> What you need to do
Read the listing and extract each line that includes the word "below".

*** Supplied records Section Begins ***

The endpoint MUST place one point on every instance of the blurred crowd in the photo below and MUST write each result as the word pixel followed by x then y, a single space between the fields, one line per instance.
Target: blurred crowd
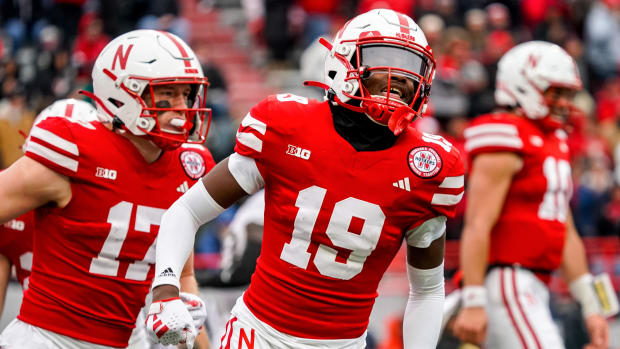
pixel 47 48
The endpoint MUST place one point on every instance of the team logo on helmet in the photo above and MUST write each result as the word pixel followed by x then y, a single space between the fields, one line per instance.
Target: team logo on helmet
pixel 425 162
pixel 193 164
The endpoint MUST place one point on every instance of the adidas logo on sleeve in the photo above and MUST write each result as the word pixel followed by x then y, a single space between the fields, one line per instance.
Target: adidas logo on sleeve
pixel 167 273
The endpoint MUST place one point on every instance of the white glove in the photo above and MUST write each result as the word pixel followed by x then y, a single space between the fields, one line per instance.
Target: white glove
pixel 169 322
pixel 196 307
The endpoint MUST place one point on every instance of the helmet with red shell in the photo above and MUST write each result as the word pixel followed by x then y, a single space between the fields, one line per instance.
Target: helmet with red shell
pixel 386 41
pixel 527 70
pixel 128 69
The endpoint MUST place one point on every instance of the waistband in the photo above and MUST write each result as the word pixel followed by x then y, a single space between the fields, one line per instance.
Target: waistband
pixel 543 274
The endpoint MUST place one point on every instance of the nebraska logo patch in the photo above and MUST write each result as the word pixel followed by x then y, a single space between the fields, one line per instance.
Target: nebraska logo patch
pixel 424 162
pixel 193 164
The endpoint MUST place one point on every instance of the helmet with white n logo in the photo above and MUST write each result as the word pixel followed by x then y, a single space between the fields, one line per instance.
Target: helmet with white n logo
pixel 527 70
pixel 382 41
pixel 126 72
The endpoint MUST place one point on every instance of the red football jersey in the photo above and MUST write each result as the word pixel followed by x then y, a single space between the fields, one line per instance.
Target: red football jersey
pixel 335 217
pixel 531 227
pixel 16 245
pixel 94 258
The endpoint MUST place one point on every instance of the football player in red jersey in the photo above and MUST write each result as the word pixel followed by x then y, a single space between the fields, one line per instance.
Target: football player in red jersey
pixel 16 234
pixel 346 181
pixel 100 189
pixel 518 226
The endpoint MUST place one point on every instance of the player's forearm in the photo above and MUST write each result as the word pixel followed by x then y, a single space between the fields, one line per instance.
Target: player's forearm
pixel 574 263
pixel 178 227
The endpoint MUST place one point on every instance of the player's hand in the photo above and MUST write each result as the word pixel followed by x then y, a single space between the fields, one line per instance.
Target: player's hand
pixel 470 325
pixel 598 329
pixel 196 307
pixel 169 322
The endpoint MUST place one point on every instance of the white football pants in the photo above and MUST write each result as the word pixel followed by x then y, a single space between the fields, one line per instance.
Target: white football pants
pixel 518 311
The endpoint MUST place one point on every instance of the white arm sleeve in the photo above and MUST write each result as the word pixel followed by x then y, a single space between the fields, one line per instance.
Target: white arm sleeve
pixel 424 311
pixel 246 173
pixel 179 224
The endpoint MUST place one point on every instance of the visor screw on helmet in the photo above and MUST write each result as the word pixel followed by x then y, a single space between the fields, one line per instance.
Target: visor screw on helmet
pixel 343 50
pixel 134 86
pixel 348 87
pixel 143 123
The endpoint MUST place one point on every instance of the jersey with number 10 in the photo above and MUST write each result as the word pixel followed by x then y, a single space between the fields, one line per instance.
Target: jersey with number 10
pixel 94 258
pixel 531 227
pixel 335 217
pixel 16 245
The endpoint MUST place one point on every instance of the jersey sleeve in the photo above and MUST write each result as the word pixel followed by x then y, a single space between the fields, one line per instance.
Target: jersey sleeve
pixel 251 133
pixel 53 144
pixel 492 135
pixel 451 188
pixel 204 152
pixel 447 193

*** Supplied records Section Ends ***
*** Supplied records Section Begins ***

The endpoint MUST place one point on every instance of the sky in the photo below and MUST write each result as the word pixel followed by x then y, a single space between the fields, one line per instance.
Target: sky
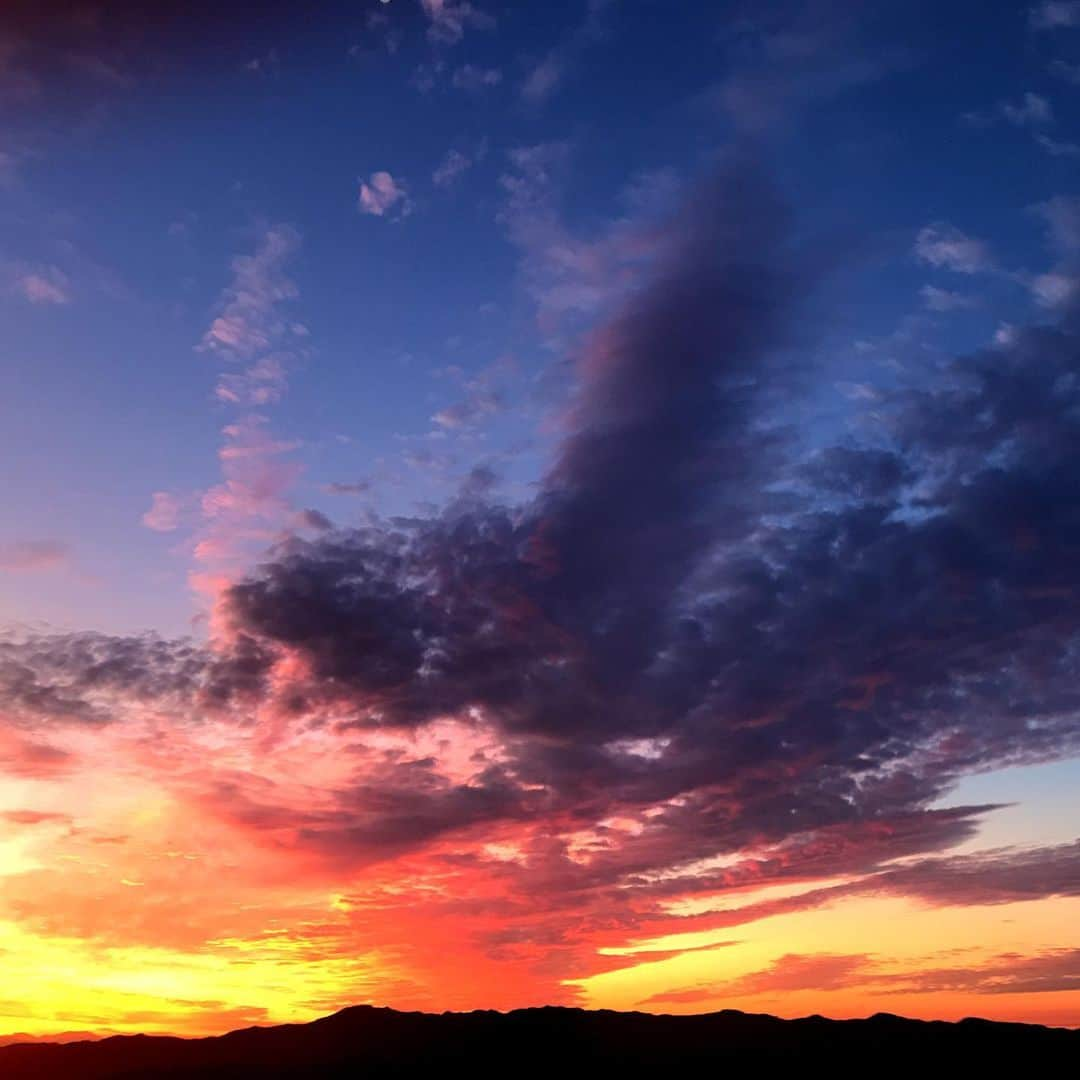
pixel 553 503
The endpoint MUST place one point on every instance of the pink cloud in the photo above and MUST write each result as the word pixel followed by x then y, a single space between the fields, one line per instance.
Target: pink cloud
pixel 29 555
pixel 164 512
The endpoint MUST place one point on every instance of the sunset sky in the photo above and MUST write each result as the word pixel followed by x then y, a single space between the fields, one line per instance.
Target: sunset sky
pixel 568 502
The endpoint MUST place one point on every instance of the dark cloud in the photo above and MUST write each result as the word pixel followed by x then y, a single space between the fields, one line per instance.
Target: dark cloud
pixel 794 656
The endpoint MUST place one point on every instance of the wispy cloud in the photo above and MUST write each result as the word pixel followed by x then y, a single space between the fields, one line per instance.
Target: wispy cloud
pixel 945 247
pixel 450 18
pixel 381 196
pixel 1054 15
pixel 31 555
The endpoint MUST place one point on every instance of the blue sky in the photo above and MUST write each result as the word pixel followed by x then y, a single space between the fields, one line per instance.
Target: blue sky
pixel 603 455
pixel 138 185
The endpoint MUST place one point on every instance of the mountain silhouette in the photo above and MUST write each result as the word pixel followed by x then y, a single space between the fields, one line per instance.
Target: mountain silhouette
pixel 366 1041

*** Supplied records Section Ends ***
*** Supplied records Section Begins ***

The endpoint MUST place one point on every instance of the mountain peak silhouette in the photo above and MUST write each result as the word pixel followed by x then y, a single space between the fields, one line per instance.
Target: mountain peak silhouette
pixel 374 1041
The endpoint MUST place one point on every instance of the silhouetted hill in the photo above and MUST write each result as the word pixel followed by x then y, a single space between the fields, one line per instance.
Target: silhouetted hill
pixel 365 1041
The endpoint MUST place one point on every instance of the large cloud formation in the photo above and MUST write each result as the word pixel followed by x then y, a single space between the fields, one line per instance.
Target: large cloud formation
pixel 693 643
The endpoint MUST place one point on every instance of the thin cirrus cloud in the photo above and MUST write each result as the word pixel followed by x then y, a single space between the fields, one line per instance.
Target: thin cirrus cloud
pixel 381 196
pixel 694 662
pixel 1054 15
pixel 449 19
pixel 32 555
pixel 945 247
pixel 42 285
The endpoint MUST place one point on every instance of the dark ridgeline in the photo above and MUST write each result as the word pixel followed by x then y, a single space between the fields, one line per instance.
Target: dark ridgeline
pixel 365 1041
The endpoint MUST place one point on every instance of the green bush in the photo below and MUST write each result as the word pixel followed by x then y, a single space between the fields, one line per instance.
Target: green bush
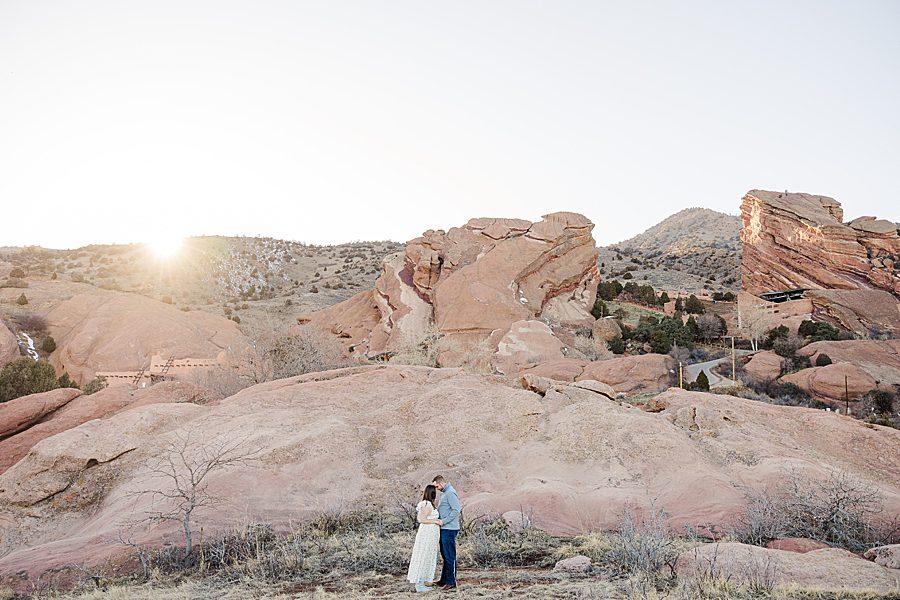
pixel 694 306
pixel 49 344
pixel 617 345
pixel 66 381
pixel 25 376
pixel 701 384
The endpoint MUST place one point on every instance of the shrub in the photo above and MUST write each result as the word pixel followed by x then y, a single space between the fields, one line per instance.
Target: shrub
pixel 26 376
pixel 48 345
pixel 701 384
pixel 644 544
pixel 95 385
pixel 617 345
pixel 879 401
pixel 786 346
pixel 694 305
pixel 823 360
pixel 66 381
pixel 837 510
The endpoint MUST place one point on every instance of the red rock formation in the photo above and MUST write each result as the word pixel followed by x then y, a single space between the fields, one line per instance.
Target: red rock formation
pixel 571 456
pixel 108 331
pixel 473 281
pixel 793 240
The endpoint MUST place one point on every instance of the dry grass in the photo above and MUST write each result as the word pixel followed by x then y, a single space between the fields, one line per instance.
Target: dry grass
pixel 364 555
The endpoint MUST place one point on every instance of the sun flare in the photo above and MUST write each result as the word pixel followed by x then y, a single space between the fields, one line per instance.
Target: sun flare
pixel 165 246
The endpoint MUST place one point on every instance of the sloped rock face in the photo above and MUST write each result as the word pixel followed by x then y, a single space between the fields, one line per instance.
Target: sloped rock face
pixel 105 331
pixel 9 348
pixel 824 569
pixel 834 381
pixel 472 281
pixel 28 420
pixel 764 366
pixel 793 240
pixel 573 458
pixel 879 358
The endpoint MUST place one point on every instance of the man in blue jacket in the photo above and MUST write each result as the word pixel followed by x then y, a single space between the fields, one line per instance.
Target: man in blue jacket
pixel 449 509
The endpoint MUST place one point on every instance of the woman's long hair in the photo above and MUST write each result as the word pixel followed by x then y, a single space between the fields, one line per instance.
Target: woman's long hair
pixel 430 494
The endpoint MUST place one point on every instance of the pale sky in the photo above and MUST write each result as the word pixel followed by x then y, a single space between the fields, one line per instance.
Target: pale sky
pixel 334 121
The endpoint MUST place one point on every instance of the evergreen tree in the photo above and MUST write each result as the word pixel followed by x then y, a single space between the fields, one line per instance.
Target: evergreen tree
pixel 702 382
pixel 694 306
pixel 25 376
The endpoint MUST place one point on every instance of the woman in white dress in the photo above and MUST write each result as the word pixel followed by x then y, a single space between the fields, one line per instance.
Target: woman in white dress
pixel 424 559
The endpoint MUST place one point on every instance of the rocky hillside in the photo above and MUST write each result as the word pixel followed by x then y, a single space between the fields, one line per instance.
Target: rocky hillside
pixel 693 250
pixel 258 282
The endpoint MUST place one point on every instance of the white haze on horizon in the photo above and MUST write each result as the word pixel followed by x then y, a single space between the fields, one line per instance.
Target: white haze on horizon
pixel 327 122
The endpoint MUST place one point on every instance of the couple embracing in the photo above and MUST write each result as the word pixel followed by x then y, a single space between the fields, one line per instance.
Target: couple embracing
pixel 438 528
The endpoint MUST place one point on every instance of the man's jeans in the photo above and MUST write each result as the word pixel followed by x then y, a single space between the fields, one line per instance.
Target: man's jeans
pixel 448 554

*** Supplied records Section Ends ***

> Result of the exercise
The endpoint MUST place one point on every instance of the blurred crowd in the photo below and MUST write each result as the word pixel followed by x then y, a single space between the fields, one line per instance.
The endpoint MUST place one point on every instance of the sky in the photo below and MUST write each result as the word pixel followed by x then y, a single space between the fields, one line per instance.
The endpoint MUST place one point on every instance of the green bush in the photo below and MUST write each result as the word pixel followed by x then y, a single space between the fields, one line per instance.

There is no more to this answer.